> [SET TASK] Copy out the records below word for word, from the line containing "uniform, it would be much appreciated." through the line containing "MULTIPOLYGON (((146 148, 145", both lines included.

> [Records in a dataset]

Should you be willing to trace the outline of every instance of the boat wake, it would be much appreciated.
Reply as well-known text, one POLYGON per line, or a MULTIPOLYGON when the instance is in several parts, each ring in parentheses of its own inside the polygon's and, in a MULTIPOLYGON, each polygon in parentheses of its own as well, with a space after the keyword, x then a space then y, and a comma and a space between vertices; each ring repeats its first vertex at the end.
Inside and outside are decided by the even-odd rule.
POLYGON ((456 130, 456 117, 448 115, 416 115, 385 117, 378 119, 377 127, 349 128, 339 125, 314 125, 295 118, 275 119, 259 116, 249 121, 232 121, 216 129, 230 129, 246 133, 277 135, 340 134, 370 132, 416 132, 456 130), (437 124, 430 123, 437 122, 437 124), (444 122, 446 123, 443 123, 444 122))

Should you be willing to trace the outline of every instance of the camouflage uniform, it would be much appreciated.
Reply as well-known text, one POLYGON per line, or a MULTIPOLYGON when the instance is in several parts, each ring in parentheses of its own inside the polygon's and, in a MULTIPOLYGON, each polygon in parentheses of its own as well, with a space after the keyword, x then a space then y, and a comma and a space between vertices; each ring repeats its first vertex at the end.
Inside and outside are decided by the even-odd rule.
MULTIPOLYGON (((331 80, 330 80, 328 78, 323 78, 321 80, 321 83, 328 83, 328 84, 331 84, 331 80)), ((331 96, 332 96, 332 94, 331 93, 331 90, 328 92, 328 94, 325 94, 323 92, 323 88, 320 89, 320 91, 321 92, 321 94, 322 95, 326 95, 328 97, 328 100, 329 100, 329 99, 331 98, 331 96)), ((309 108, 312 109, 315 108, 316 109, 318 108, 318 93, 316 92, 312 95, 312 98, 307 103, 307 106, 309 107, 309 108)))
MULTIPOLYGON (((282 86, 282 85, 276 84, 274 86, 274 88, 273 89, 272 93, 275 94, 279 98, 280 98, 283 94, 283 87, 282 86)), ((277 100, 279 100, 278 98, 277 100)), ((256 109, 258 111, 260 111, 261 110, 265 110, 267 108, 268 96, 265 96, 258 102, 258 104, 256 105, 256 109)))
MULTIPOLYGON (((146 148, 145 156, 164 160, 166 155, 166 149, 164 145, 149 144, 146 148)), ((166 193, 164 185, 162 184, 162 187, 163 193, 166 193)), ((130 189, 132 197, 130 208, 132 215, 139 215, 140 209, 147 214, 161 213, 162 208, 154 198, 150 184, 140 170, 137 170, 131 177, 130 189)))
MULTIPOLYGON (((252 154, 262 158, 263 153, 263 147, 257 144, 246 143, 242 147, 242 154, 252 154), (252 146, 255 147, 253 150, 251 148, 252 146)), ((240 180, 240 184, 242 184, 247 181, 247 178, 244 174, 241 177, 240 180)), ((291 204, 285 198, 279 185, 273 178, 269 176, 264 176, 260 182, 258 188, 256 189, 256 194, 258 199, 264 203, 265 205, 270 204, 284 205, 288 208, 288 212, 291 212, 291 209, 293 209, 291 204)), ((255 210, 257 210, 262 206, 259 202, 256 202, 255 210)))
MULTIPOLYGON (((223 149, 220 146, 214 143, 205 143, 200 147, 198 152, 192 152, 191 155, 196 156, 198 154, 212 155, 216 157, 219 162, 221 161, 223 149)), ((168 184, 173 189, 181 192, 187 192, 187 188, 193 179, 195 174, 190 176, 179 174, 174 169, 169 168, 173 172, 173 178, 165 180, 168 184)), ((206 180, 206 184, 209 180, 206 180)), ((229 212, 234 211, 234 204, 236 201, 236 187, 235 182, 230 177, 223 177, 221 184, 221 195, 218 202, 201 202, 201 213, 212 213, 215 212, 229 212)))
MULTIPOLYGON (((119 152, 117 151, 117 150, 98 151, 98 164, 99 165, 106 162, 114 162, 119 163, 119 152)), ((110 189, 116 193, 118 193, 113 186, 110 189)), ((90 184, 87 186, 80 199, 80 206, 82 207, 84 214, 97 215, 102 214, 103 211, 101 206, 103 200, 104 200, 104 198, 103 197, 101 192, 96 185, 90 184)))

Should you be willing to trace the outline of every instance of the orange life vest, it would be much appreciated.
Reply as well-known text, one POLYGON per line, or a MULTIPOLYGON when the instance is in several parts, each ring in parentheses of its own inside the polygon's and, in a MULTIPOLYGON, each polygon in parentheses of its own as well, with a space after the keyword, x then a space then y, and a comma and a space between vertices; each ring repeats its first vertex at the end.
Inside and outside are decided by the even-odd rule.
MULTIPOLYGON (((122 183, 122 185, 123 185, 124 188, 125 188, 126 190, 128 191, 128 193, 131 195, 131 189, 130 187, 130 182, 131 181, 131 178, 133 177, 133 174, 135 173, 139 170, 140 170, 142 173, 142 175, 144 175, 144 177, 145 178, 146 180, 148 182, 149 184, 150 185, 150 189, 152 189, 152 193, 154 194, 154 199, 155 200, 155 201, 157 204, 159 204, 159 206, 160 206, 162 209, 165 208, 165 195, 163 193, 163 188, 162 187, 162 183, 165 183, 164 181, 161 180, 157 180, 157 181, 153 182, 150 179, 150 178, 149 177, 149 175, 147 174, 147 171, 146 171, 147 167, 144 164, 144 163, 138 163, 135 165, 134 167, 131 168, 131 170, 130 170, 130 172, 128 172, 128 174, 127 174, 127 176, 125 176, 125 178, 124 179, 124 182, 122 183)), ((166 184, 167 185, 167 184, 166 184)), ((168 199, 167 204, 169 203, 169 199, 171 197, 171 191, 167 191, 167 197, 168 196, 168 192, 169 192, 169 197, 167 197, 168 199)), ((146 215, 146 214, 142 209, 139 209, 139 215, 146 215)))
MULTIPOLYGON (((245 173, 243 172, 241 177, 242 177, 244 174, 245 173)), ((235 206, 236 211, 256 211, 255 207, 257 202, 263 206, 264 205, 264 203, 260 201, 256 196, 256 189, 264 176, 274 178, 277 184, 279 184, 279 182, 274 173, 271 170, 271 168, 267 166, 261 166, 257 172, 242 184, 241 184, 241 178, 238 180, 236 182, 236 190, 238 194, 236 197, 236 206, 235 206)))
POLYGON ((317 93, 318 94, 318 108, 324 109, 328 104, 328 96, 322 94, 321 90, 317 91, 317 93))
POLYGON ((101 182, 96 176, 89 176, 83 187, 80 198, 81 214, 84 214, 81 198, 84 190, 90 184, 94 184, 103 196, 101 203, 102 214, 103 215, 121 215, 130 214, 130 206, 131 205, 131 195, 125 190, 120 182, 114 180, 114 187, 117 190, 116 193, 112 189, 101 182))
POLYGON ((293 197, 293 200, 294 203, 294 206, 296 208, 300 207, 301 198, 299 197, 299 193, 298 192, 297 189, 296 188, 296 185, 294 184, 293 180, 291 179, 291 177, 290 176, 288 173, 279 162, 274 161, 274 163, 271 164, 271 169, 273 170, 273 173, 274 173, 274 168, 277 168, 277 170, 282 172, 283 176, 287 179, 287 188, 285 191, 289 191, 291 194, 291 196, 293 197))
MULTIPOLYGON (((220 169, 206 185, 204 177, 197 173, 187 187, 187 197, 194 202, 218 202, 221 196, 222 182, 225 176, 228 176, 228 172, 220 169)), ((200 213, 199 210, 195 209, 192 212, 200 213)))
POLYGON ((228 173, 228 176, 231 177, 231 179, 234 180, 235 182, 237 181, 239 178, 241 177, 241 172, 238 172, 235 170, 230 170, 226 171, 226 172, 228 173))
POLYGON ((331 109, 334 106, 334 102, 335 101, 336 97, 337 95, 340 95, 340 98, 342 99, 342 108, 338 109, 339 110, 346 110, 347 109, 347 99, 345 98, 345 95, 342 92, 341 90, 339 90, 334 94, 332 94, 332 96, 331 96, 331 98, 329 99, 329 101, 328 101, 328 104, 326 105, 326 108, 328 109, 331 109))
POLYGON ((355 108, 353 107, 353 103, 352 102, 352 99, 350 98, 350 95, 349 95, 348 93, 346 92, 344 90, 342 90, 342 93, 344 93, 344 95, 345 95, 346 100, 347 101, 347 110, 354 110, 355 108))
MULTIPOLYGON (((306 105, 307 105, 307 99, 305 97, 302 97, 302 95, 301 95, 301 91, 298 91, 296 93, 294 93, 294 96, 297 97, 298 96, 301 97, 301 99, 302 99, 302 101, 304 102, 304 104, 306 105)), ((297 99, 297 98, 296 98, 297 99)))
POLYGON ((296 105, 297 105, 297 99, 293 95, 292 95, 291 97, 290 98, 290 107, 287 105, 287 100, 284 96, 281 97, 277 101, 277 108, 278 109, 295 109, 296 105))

> [EXPECTED ANSWER]
Should you be willing to trace the outline of every instance of the camouflage uniform, it would be much appreciated.
Reply as well-known text, one POLYGON per line, or a MULTIPOLYGON when the instance is in several parts, each ring in parentheses of its own inside the polygon's and, in a MULTIPOLYGON, each polygon in parentheses of its own as well, with a space after the keyword, x then a space then y, and a comma and a space between vertices; each ring repeats its first vertex at the end.
Inside and outside are decided by the even-odd rule.
MULTIPOLYGON (((331 80, 330 80, 328 78, 323 78, 321 80, 321 83, 328 83, 328 84, 331 84, 331 80)), ((331 96, 332 96, 332 94, 331 93, 331 90, 328 92, 328 94, 325 94, 323 92, 323 88, 320 89, 320 91, 321 92, 321 94, 322 95, 326 95, 328 97, 328 100, 329 100, 329 99, 331 98, 331 96)), ((309 108, 312 109, 315 108, 316 109, 318 108, 318 93, 316 92, 312 95, 312 98, 307 103, 307 106, 309 107, 309 108)))
MULTIPOLYGON (((282 86, 282 85, 276 84, 274 86, 274 88, 273 89, 272 93, 275 94, 279 98, 280 98, 283 94, 283 87, 282 86)), ((277 100, 279 100, 278 98, 277 100)), ((256 109, 258 111, 260 111, 261 110, 265 110, 267 108, 268 96, 265 96, 258 102, 258 104, 256 105, 256 109)))
MULTIPOLYGON (((146 148, 145 156, 164 160, 166 155, 166 149, 164 145, 149 144, 146 148)), ((166 193, 164 185, 162 184, 162 187, 163 193, 166 193)), ((130 189, 132 197, 130 208, 132 215, 139 215, 140 209, 147 214, 161 213, 162 208, 154 198, 150 184, 140 170, 137 170, 131 177, 130 189)))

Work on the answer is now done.